> _EXTRACT TO READ_:
----------

These provisions clearly indicate that the matter is more one of administrative convenience than of jurisdiction and that in any event it is not one for adjudication by the Court ... ... ... ....This confirms us in the view that the scheme of the Act does not contemplate an objection as to the place of assessment being raised on an appeal against the assessment after the assessment has been made. As we have already pointed out, the objection was not raised in the present case even before the Appellate Income Tax Officer but only before the Appellate Tribunal. There is nothing in the Bidi Supply Case which in any way detracts from the efficacy of the decision of the Federal Court in Wallace Brothers' case. We have already said that Bidi Supply case deals with the vires.

It however seems to us open to serious doubt whether the appellant is entitled to raise this question at all and whether it is really a matter for decision by the Court. Clause (3) of section 64 provides that any question as to the place of assessment shall be determined by the Commissioner or by the Central Board of Revenue. The third proviso to the clause enacts that if the place of assessment is called in question by the assessee, the Income Tax Officer shall, if not satisfied with the correctness of the claim, refer the matter for determination under this subsection before' assessment is made. These provisions clearly indicate that the matter is more one of administrative convenience than of jurisdiction and that in any event it is not one for adjudication by the Court. The second proviso to clause (3) further enacts that the place of assessment shall not be called in question by an assessee if he .has made a return in response to the notice under subsection (1) of section 22 of (sic) if has not made such a return it shall not be called in question after the expiry of the time allowed by the notice for the making of a return. This confirms us in the view that the scheme of the Act does not contemplate an objection as to the place of assessment being raised on an appeal against the assessment after the assessment has been made."

20. The issue came for consideration before Patna High Court in the case of Talchar Sabat Trading Co. Ltd. v. CIT ((1947)15 ITR 455). The Patna High Court while following the dictum laid down by the Federal Court of India in the case of Wallace Brothers v. CIT (cited supra) held as follows:

"It was pointed out by the Faderal Court in Wallace Brothers v. Commissioner of Income tax, Bombay Sindh and Balochistan, that the provisions of section 64 indicate that the question as to who shall make a particular assessment is one of administrative convenience and not of jurisdiction, and that it is not one for adjudication by the Court. It was observed that the scheme of the Act did not contemplate an objection as to the place of assessment being raised on appeal against the assessment case. No objection to the place of assessment or to the assessing officer was raised before the Income-tax Officer, and the Court overruled the (sic) section 5(7A).

In this view of the matter the question as to the place of assessment does not arise out of the order of the Income Tax Appellate Tribunal and, therefore, no question of law could be referred nor could the High Court make such order under section 66 (2). In our opinion, the High Court rightly dismissed the appellant's application for directing the case to be stated under section 66(2) of the Act."

----------

> _DATA SECTION_:
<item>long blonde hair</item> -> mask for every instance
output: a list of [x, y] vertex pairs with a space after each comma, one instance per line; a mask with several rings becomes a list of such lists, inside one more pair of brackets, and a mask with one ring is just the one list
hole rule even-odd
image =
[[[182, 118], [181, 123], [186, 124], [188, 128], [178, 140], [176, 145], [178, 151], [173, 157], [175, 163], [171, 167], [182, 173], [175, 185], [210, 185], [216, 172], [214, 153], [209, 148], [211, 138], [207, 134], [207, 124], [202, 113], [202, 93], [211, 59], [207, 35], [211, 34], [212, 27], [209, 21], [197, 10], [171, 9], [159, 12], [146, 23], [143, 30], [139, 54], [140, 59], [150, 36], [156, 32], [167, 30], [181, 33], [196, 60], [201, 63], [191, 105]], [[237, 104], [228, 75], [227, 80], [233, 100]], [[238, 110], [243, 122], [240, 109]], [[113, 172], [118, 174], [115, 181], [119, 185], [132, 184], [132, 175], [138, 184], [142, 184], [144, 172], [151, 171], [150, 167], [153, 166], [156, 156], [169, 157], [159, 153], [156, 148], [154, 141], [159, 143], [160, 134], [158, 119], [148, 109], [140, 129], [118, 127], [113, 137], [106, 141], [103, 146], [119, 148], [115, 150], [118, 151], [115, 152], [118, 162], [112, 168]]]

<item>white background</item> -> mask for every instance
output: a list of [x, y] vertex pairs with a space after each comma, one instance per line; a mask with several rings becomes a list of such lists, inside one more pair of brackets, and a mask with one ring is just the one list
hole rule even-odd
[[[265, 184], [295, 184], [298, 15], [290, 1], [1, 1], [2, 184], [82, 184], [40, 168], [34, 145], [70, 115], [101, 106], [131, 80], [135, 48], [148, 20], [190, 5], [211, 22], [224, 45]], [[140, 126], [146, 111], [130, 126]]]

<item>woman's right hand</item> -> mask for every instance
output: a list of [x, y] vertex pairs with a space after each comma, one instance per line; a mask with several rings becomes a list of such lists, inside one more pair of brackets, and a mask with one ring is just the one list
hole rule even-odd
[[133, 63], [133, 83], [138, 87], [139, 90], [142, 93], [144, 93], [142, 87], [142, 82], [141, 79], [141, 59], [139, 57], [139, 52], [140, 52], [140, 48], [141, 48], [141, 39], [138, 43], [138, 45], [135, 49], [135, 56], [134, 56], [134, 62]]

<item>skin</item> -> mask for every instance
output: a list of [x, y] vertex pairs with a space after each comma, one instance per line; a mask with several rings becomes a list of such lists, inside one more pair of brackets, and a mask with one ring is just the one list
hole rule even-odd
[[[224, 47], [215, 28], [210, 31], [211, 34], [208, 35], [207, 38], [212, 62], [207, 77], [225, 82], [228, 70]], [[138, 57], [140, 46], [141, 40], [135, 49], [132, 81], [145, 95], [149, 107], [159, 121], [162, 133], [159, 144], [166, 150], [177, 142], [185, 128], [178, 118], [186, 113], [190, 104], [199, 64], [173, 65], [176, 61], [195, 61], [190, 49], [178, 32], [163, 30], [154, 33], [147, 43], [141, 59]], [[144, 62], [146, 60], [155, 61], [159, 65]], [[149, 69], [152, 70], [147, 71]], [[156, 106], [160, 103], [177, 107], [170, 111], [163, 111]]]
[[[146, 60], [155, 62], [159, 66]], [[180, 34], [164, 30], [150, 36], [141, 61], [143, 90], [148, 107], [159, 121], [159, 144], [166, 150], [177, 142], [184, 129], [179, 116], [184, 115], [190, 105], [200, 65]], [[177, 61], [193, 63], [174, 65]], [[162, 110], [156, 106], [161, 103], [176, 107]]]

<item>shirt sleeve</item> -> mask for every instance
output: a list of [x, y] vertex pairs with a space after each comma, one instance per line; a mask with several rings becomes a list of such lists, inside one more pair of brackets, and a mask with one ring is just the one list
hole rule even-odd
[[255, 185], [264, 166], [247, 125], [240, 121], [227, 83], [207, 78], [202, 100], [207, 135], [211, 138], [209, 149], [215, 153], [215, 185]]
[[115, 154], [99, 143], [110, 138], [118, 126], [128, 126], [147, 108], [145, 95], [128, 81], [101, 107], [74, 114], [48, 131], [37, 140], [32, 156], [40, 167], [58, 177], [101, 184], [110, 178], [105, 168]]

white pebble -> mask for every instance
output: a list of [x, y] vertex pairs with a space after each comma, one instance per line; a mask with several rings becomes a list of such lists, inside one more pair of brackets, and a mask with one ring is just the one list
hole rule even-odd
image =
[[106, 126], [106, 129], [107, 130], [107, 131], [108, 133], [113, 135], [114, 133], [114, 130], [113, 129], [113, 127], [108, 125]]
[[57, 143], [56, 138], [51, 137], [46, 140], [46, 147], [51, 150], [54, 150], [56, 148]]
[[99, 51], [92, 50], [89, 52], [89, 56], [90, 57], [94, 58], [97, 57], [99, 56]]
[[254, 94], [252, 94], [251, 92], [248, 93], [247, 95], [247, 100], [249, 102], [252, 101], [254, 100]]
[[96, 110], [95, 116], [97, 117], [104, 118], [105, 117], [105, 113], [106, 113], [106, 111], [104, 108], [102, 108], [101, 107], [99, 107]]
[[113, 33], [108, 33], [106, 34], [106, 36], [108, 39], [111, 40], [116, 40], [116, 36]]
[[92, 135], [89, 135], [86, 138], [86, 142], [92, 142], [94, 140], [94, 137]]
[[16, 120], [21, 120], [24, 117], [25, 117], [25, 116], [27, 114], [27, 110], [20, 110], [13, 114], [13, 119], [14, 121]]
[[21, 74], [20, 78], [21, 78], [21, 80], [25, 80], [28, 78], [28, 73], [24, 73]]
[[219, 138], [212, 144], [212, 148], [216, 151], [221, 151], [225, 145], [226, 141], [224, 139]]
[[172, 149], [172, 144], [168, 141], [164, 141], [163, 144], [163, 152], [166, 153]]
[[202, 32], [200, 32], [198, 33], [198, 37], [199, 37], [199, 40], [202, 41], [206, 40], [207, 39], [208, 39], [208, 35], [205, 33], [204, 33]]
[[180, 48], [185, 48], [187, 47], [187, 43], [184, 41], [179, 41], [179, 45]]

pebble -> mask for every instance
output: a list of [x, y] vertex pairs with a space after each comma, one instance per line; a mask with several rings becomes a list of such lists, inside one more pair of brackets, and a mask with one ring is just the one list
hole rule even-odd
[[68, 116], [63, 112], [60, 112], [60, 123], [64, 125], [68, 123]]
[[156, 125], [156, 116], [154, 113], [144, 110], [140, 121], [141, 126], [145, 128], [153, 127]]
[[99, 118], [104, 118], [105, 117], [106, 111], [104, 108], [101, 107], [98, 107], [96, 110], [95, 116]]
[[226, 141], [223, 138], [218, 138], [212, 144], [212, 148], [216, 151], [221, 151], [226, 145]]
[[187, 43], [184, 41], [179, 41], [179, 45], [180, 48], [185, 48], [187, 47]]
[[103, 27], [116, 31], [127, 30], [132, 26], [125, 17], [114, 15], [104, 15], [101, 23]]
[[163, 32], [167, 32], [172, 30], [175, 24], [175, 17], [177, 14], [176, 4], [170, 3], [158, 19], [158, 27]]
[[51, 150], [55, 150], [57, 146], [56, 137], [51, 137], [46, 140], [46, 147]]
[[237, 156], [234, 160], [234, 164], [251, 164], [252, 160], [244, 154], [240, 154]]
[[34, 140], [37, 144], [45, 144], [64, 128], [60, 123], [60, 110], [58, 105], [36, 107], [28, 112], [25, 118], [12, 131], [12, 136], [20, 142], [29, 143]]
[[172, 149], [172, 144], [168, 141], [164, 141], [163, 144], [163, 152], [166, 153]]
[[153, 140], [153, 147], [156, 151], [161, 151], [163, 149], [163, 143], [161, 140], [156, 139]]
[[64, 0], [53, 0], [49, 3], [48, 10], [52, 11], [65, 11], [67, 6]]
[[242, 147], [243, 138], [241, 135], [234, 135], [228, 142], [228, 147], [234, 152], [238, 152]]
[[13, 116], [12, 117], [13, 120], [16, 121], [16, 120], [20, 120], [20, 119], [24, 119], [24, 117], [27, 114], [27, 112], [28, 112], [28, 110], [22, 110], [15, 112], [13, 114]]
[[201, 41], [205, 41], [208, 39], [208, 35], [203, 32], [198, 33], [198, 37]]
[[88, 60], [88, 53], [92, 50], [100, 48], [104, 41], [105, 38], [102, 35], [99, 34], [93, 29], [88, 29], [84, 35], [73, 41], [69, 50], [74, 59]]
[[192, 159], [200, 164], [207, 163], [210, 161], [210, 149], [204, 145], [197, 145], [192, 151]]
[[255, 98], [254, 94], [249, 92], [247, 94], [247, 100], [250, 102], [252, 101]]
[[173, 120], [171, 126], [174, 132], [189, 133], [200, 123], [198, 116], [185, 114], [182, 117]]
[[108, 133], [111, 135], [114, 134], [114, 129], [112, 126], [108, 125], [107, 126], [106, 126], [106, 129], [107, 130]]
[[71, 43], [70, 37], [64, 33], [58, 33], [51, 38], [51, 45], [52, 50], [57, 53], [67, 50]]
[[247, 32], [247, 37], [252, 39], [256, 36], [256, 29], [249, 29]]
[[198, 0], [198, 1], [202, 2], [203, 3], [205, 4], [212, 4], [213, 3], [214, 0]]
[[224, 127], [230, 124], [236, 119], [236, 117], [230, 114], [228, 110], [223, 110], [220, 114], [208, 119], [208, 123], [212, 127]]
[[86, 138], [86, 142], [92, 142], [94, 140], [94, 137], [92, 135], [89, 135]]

----------

> _STATED EXERCISE 1_: Translate this sentence from the court passage on the place of assessment into Spanish: "Clause (3) of section 64 provides that any question as to the place of assessment shall be determined by the Commissioner or by the Central Board of Revenue."
> _STATED EXERCISE 2_: Write the paragraph that comes next in the court passage on the place of assessment, picking up after its final sentence.
The lines are separate material from the court passage on the place of assessment.

> _ANSWER 1_: La cláusula (3) del artículo 64 dispone que cualquier cuestión relativa al lugar de la liquidación será resuelta por el Comisionado o por la Junta Central de Ingresos.

> _ANSWER 2_:
21. During the course of arguments Mr. Maseod Ahmed Abbasi contended that if we take the view that the objection to the jurisdiction to assess any person cannot be entertained in appeal then and aggrieved person shall be left without any relief. This point was raised before Patna High Court in the case of Nund and Samont Co. v. CIT (1976) 102 ITR 376. The Honourable Judges of Patna High Court followed the dictum laid down by the Supreme Court of India in the case of Seth Teomal v. CIT and dealt with the question about the remedy available to an assessee if an assessing officer either refuses to refer the question to the Commissioner or the Commissioner refused to determine the correct place of assessment in the following manner: --

"But that as it may, the contention of the learned counsel for the assessee that the nature of the objection raised before the Tribunal was not with regard to a matter of the place of assessment but with regard to the inherent lack of jurisdiction of the assessing officer is wholly fallacious. Both in form and in substance the grievance of the assessee is that its income ought not to have been assessed by the Income tax officer, Special Circle, Ranchi, but by the Income tax officer. Ward A, Hazarribagh. This is certainly, in my opinion, a challenge with regard to the place of assessment. The question then arises as to whether this point is now well-settled by the decisions of the Supreme Court to one of which I shall presently refer. In the case of Seth Teomal v. Commissioner of Income Tax the Supreme Court laid down that under section 64(3) of the Act the question of determination as to the place of assessment only arise if an objection was taken by the assessee and the Income-tax officer had any doubt as to the matter, but such a determination was to be made by the Commissioner of Income-tax or the Central Board of Revenue: the Oman Act did not contemplate any other authority. It was further held at page 17:

The question then arises whether the objection as to the place of assessment i.e. by the Income-tax Officer of Calcutta, could be challenged in appeal to the Appellate Assistant Commissioner and then before the Appellate Tribunal. In our opinion it could not be. The scheme of the Act shows that no appeal in regard to the objection to the place of assessment is contemplated under the Act. Under proviso (iii) of section 64(3) of the Act- a question as to the place of assessment, when it arises, if determined by the Commissioner. Any such order cannot be made a ground of appeal to the Appellate Assistant Commissioner under section 30. of the Act which provides for appeals against orders of assessment and other orders enumerated in section 30 but no appeal is there provided against orders made under section 64(3). Similarly, appeals to the Appellate Tribunal which lie under section 33 of the Act also do not provide for any appeal on the question of the place of assessment."

It would thus be seen that the matter with regard to the place of assessment has been held by the Supreme Court to be absolutely without the purview of the Appellate Court in the scheme of the Act. Cases may arise in which an objection to the place of assessment is taken before the assessing officer and he either refused to refer to the Commissioner or such a reference having been made the Commissioner refused to determine the correct place of assessment. In such cases, of course, in exercise of powers not under the Income-tax Act but under the Constitutional provisions this Court may be invited to interfere. But one thing which has been set at rest is that the objection with regard to the place of assessment cannot be the subject-matter before the Appellate Court which is concerned with the legality and propriety of the assessment order".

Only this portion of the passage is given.